*** Extrait du texte ***
Qu’est-ce que le sport…

La question peut faire sourire, mais en réalité, donner une définition du sport n'est pas une tâche facile. Courir derrière son labrador le dimanche matin en hiver, outre le fait que ce soit un excellent moyen de se faire un claquage, est une activité physique. Donc un sport ? Pas vraiment... « Etre du sport » nécessite de respecter certaines définitions.

Le sport n'est pas vraiment une activité humaine comme les autres. Elle est tout à fait spécifique, comme peuvent l'être les arts. En effet, le sport ne remplit (au départ) pas de fonction primaire comme la reproduction ou la survie de l'individu/de l'espèce. L'étymologie du mot « sport » est à ce titre tout à fait représentative puisqu'il avait le sens de « loisir » au sens général avant de ne désigner que les activités physiques de loisir.

Cependant, la définition du sport ne s'arrête pas à la seule étymologie du vocable. Toute activité physique ne pouvant pas être considérée comme sportive. La contribution du physique à la réalisation de l'activité sportive n'est qu'une part de cette action : les règles, la notion de compétition, de rencontre, et des valeurs attachées à l'activité sont tout aussi importantes que la simple dépense énergétique.
***
§ **Consigne**:
Réécrivez, s'il vous plaît, le passage de l'extrait sur le sport qui commence à "Qu’est-ce que le" et se termine à "respecter certaines définitions.", en remplaçant "labrador" par "beagle". Les lignes qui suivent proviennent d'une autre source.
*** Données sources ***
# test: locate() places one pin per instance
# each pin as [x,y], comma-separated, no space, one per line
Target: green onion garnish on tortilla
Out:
***
§ **Réponse**:
Qu’est-ce que le sport…

La question peut faire sourire, mais en réalité, donner une définition du sport n'est pas une tâche facile. Courir derrière son beagle le dimanche matin en hiver, outre le fait que ce soit un excellent moyen de se faire un claquage, est une activité physique. Donc un sport ? Pas vraiment... « Etre du sport » nécessite de respecter certaines définitions.